- **PROBLEM STATEMENT**: Render every line of the entries below as a JSON list of strings, one string per line, omitting blank lines.

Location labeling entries
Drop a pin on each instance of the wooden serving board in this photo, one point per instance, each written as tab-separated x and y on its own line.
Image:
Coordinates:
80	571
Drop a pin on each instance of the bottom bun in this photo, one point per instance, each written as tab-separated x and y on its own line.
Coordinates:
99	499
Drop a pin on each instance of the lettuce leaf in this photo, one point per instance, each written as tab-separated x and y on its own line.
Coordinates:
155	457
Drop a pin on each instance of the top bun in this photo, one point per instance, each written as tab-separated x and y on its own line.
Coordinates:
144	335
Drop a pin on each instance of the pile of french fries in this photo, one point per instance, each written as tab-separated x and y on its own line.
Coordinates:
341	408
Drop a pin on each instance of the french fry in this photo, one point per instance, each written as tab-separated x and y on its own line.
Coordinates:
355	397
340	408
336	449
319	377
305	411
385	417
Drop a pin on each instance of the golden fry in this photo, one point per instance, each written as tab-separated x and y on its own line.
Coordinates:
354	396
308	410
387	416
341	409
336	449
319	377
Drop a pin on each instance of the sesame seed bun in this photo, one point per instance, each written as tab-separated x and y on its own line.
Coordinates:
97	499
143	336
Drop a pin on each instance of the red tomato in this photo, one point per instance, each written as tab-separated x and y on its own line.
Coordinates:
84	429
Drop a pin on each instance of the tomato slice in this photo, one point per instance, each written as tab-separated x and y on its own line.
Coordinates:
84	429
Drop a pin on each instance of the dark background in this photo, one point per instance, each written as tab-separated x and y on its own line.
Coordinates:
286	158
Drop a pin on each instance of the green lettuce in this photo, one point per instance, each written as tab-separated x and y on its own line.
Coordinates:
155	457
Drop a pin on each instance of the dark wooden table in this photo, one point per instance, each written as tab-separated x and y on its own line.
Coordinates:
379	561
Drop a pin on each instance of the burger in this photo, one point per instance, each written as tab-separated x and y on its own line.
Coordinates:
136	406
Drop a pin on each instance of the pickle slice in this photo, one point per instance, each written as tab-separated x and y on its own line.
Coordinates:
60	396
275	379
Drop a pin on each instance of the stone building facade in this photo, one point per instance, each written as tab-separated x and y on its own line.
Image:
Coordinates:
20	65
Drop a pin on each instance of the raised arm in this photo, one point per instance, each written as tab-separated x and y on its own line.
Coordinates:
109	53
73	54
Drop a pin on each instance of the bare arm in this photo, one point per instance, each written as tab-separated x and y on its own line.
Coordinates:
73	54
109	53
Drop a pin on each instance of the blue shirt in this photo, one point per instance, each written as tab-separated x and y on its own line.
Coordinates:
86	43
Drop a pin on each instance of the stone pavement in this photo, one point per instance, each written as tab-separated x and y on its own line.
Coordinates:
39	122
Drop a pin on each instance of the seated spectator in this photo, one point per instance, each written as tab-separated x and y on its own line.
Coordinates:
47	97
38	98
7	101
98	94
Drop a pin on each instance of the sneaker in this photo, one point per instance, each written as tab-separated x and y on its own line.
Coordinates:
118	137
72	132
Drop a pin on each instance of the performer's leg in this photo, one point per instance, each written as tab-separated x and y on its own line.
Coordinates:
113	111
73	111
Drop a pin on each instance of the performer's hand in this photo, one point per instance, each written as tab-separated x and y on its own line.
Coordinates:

- **CORRECT ANSWER**:
[
  "Drop a pin on each instance of the wooden serving board in this photo, one point per instance, each written as tab-separated x and y on its own line.",
  "Image:",
  "Coordinates:",
  "80\t571",
  "Drop a pin on each instance of the bottom bun in this photo, one point per instance, each written as tab-separated x and y on its own line.",
  "Coordinates:",
  "99\t499",
  "Drop a pin on each instance of the lettuce leaf in this photo, one point per instance, each written as tab-separated x and y on its own line.",
  "Coordinates:",
  "155\t457",
  "Drop a pin on each instance of the top bun in this photo, one point per instance, each written as tab-separated x and y on its own line.",
  "Coordinates:",
  "144\t335",
  "Drop a pin on each instance of the pile of french fries in this photo, one point per instance, each written as tab-separated x and y on its own line.",
  "Coordinates:",
  "341\t408",
  "Drop a pin on each instance of the french fry in this photo, one point per instance, each written as tab-separated x and y on its own line.",
  "Coordinates:",
  "355\t397",
  "340\t408",
  "336\t449",
  "319\t377",
  "305\t411",
  "385\t417",
  "Drop a pin on each instance of the golden fry in this photo, one point per instance, each written as tab-separated x and y on its own line.",
  "Coordinates:",
  "354\t396",
  "308\t410",
  "387\t416",
  "341\t409",
  "336\t449",
  "319\t377",
  "Drop a pin on each instance of the sesame seed bun in this photo, one point per instance, each written as tab-separated x and y on its own line.",
  "Coordinates:",
  "97\t499",
  "143\t336",
  "Drop a pin on each instance of the red tomato in this photo, one point per instance, each written as tab-separated x and y on its own line.",
  "Coordinates:",
  "84\t429",
  "Drop a pin on each instance of the tomato slice in this photo, one point per instance, each written as tab-separated x and y on its own line.",
  "Coordinates:",
  "84\t429",
  "Drop a pin on each instance of the dark background in this photo, one point per instance, each written as tab-separated x and y on its own line.",
  "Coordinates:",
  "286\t158",
  "Drop a pin on each instance of the green lettuce in this photo, one point per instance, each written as tab-separated x and y on its own line.",
  "Coordinates:",
  "155\t457",
  "Drop a pin on each instance of the dark wooden table in this photo, one point per instance, each written as tab-separated x and y on its own line.",
  "Coordinates:",
  "379\t561",
  "Drop a pin on each instance of the burger in this photo, one point per instance, each written as tab-separated x and y on its own line.",
  "Coordinates:",
  "136\t406",
  "Drop a pin on each instance of the pickle slice in this photo, one point per instance, each written as tab-separated x and y on its own line.",
  "Coordinates:",
  "60\t396",
  "275\t379",
  "Drop a pin on each instance of the stone building facade in this photo, one point per instance, each written as tab-separated x and y on its own line.",
  "Image:",
  "Coordinates:",
  "20\t65",
  "Drop a pin on each instance of the raised arm in this photo, one point per instance, each written as tab-separated x and y on its own line.",
  "Coordinates:",
  "109\t53",
  "73\t54",
  "Drop a pin on each instance of the bare arm in this photo, one point per instance, each written as tab-separated x and y on its own line.",
  "Coordinates:",
  "73\t54",
  "109\t53",
  "Drop a pin on each instance of the blue shirt in this photo, one point per instance, each written as tab-separated x and y on its own line.",
  "Coordinates:",
  "86\t43",
  "Drop a pin on each instance of the stone pavement in this photo, one point per instance, each written as tab-separated x and y on its own line.",
  "Coordinates:",
  "39\t122",
  "Drop a pin on each instance of the seated spectator in this photo, one point per instance, each written as tab-separated x and y on its own line.",
  "Coordinates:",
  "47\t97",
  "38\t98",
  "7\t101",
  "98\t94",
  "Drop a pin on each instance of the sneaker in this photo, one point per instance, each written as tab-separated x and y on its own line.",
  "Coordinates:",
  "118\t137",
  "72\t132",
  "Drop a pin on each instance of the performer's leg in this photo, one point per instance, each written as tab-separated x and y on its own line.",
  "Coordinates:",
  "113\t111",
  "73\t111",
  "Drop a pin on each instance of the performer's hand in this photo, one point per instance, each written as tab-separated x and y on its own line.",
  "Coordinates:"
]